Work in process and the process as work
There were times when the working drawings of Carlos Nogueira raised serious issues as to their classification and status within the narrow scope of visual arts. In the mid 1970s, when the artist began to collect these pieces and regard them as works of art, the debate around the limits regarding what may or may not be considered a drawing – in other words, as an object competing for an artistic status within a disciplinary field bearing a history and a set of clearly identifiable methodologies and procedures – would barely have accepted, at least consensually and pacifically, proposals similar to those displayed in this exhibition, on both conceptual and morphological levels. However, to say that the debates would reluctantly have accepted these proposals does not mean that they excluded them at the outset. Such would not have been possible, particularly since in the mid 1970s the grounding of the double movement which came to determine that neither the identity of a drawing is dependent on compliance with methodological or disciplinary prescriptions, nor is its status as a piece of work conditioned by the eventual suitability of the displayed content or by its apparent state of progress, was already under way.
In 1966, a very discreet exhibition, now regarded as historical, held in the School of Visual Arts in New York, contributed most significantly to the above mentioned situation. Entitled “Working Drawings and Other Visible Things on Paper Not Necessarily Meant to Be Viewed as Art”, this exhibition was the response Mel Bochner, artist and professor at the time in the History of Art department, offered to the challenge presented to him by the Board to organize the traditional Christmas exhibition. Profoundly attached to the experiences of a generation associated with the so-called Minimal Art, Bochner invited a wide range of artists such as Carl Andre, Jo Baer, Dan Flavin, Dan Graham, Eva Hesse, Donald Judd, Sol LeWitt and Robert Smithson to release some «working drawings and other visible things on paper not necessarily meant to be viewed as art»(1).
Although the lack of any significant funding was an important detail in the nature of the invitation, Mel Bochner had far deeper reasons for launching such a particular and openly ambitious challenge against the artistic and exhibitory conventions in vogue in the late 60s. Within a cultural framework that was highly dominated by the idea of process – whether through the recurrence of repetition and seriality in the minimalistic proposals, or the emphasis placed on the action of the artist and the behaviour of the materials in the post-minimal works – slowly but surely, a clear awareness emerged as to the importance of the developmental stages preceding and leading to the final presentation of artistic objects. As an alternative to the vertiginous drop to the material and technical fundamentals of the different artistic disciplines proclaimed by idealistic modernism, a considerable fringe of working artists at the time showed interest in triggering a drop to the fundamentals of the actual artistic practice, in de-constructing their operative structures, in revealing that inaugural impulse which took on the term of concept, and around which the last of the modern phenomena became crystallised.

*Recorded information:*

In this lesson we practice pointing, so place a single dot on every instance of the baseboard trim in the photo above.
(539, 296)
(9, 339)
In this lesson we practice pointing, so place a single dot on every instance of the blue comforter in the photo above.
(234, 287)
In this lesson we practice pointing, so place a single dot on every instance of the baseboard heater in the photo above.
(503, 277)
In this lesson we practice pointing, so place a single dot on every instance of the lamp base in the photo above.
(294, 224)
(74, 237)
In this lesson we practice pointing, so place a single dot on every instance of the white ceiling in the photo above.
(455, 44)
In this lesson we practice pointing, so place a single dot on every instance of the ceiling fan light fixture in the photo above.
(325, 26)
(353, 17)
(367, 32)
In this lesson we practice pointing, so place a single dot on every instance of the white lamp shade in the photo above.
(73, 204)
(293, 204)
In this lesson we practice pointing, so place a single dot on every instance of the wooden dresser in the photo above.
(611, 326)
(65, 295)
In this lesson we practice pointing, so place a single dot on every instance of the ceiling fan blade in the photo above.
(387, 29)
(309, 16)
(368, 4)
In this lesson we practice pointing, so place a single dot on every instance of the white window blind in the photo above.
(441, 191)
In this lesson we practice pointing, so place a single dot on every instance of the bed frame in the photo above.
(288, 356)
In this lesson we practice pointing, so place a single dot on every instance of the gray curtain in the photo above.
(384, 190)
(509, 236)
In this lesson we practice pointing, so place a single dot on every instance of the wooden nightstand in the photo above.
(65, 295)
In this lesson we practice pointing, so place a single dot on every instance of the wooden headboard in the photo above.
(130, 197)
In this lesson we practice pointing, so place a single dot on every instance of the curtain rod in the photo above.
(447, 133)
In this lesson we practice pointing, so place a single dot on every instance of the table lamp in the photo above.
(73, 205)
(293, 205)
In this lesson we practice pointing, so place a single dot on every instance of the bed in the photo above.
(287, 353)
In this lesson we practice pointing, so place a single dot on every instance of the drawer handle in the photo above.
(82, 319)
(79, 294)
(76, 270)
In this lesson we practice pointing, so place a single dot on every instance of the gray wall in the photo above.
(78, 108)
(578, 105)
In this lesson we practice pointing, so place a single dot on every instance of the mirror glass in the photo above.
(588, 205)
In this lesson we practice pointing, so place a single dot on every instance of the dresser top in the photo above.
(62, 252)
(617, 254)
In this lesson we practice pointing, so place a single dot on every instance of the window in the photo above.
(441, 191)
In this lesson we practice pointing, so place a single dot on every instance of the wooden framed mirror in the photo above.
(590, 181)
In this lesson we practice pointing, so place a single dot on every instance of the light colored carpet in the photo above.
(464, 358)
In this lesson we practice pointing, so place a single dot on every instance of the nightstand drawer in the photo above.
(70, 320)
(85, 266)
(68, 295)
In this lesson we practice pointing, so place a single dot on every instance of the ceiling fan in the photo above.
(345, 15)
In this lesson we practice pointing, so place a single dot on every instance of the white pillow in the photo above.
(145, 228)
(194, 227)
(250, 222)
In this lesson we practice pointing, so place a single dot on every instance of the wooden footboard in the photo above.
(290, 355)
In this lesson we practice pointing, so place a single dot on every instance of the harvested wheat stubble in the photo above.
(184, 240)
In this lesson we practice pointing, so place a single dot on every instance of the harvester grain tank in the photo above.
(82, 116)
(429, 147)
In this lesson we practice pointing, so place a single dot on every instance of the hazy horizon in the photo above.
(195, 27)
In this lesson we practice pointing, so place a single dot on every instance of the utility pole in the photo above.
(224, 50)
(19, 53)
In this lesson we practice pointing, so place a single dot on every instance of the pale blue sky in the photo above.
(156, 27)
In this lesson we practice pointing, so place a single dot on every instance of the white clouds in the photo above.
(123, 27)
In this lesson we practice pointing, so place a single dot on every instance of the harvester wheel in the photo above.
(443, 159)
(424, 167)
==
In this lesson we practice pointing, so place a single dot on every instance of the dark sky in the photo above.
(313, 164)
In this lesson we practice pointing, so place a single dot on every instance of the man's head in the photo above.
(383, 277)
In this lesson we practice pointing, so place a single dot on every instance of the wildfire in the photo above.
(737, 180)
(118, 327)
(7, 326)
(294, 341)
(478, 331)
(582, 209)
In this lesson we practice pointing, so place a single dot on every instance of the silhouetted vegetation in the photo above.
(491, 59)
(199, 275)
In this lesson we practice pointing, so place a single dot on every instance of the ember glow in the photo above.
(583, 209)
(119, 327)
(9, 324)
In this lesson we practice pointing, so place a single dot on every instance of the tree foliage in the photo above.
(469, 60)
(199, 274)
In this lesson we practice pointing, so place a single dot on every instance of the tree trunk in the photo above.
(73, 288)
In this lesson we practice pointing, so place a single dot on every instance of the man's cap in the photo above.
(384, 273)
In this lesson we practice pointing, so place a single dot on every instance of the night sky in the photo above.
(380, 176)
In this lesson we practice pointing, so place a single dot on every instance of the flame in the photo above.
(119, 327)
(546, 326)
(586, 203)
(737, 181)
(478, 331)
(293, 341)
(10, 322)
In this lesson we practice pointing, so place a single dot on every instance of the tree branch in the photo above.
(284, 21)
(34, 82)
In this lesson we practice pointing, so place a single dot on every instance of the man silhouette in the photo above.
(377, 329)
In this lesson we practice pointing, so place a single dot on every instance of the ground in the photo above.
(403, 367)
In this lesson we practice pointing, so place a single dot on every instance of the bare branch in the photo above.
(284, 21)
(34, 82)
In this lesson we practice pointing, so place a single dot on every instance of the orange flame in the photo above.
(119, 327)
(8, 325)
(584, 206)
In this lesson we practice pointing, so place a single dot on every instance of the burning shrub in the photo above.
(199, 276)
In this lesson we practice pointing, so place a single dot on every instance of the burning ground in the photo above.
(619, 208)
---
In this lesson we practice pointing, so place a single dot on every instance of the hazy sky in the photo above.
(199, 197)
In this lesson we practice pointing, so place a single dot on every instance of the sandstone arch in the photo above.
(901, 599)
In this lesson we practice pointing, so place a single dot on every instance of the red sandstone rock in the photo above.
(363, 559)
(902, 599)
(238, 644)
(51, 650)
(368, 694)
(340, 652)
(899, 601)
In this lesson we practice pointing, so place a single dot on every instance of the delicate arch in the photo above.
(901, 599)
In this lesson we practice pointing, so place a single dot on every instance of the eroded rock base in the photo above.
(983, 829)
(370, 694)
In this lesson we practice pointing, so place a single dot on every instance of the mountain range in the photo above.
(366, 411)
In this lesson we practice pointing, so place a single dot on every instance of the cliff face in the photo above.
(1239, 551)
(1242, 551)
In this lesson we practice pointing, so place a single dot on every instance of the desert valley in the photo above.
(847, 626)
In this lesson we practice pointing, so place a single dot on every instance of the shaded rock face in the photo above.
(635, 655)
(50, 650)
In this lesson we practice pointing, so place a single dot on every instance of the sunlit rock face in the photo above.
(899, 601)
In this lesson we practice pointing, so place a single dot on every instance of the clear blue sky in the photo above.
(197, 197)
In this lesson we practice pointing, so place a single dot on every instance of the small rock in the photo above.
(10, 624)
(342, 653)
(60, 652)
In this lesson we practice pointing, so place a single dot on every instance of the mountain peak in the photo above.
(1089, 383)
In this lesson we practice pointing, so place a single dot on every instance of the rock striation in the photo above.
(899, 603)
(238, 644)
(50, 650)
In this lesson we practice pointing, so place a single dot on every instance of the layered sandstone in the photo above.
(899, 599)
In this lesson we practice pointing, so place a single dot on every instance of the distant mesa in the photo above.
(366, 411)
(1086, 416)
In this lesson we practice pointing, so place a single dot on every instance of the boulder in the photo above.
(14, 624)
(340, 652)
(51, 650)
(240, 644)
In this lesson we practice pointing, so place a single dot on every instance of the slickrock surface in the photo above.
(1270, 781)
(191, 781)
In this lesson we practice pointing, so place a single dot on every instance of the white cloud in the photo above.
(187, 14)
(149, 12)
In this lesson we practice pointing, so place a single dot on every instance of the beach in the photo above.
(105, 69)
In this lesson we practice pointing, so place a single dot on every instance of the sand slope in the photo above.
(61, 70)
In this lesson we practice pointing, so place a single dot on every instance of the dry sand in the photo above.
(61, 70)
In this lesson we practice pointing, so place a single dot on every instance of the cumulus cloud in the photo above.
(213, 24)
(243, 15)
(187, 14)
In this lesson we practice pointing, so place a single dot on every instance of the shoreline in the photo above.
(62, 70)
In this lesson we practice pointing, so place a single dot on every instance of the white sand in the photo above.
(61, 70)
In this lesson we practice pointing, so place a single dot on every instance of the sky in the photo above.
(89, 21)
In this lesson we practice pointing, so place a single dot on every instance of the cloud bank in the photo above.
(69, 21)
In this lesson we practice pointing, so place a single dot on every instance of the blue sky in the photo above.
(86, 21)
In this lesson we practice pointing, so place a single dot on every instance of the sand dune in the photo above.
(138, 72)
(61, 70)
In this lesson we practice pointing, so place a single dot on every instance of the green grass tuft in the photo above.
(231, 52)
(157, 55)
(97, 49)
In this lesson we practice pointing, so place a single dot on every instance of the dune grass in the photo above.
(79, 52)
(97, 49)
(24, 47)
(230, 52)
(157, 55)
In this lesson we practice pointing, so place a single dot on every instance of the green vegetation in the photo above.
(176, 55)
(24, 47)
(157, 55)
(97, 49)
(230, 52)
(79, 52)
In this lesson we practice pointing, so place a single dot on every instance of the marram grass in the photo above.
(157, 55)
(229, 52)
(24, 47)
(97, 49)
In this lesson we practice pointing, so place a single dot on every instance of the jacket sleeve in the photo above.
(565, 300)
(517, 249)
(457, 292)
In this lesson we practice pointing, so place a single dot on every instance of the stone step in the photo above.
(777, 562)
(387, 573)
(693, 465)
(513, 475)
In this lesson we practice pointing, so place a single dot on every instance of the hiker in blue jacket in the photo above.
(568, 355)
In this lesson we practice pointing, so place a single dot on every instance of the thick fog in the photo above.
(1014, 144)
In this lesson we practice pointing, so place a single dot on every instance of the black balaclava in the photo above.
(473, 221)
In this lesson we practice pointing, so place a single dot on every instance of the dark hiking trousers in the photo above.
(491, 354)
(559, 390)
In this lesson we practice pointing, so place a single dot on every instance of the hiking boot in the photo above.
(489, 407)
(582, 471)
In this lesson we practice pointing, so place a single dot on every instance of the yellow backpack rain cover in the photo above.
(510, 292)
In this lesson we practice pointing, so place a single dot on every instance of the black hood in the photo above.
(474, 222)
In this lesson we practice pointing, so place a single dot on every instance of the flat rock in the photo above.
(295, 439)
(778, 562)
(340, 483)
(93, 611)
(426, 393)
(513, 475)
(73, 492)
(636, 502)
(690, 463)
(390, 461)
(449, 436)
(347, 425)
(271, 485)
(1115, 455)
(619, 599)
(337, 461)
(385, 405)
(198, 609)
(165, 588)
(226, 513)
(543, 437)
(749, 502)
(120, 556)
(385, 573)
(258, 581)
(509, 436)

*Tasks to perform:*
1. Using the essay on Carlos Nogueira's working drawings, decide whether each statement agrees with it: (a) the 1966 exhibition took place at the School of Visual Arts in New York; (b) Mel Bochner had significant funding for the exhibition; (c) Nogueira began collecting his working drawings in the mid 1960s. Answer yes or no for each and quote the deciding words.
2. Name every artist the essay on Carlos Nogueira's working drawings says Mel Bochner invited to the 1966 exhibition.
3. Go on with the essay on Carlos Nogueira's working drawings, starting after its final sentence.

*Outputs for the tasks:*
1.
(a) Yes: "held in the School of Visual Arts in New York"
(b) No: "the lack of any significant funding was an important detail in the nature of the invitation"
(c) No: "In the mid 1970s, when the artist began to collect these pieces"

2. Carl Andre, Jo Baer, Dan Flavin, Dan Graham, Eva Hesse, Donald Judd, Sol LeWitt, Robert Smithson

3.
A year before the publication of the seminal text by Sol LeWitt, «Paragraphs on Conceptual Art», Bochner’s exhibition was already striving to prove that each and every stage leading to the final materialisation of a piece of work – whether «scribbles, sketches, drawings, failed works, models, studies, thoughts, conversations – are of interest. Those that show the thought process of the artist are sometimes more interesting than the final product»(2). Shielded by the prospective status of the SVA gallery, Bochner, throughout the month of December, presented a set of works showing deployment maps, construction grids, engineering plans, invoices, commission notes, sketches, studies, blueprints, lists, texts, charts and diagrams(3). As an atlas of what the contemporary drawing also came to be accepted as, these works not only spread the notion of drawing to fields which, up to then had been unsuspected, but also shared three terms that came to be determinant in the substitution of the idea of working drawing as an instance signalling work in process for the notion of working drawing as something pledging the actual process as a piece of work, namely (1) a projective status, (2) a transitive condition and (3) an administrative aesthetics.
1. Projective status
The working drawings of Carlos Nogueira not only share these terms but also complexify their effects. As we will see further ahead, what separates the drawings of Carlos Nogueira from those presented by Mel Bochner are thirty years of subversive energy fading among the rifts of an avant-garde already excessively institutionalised and conscious of itself, and a persistent search on the part of the Portuguese artist for the foundation of a subjective space within the context of an absolutely methodical and analytical practice.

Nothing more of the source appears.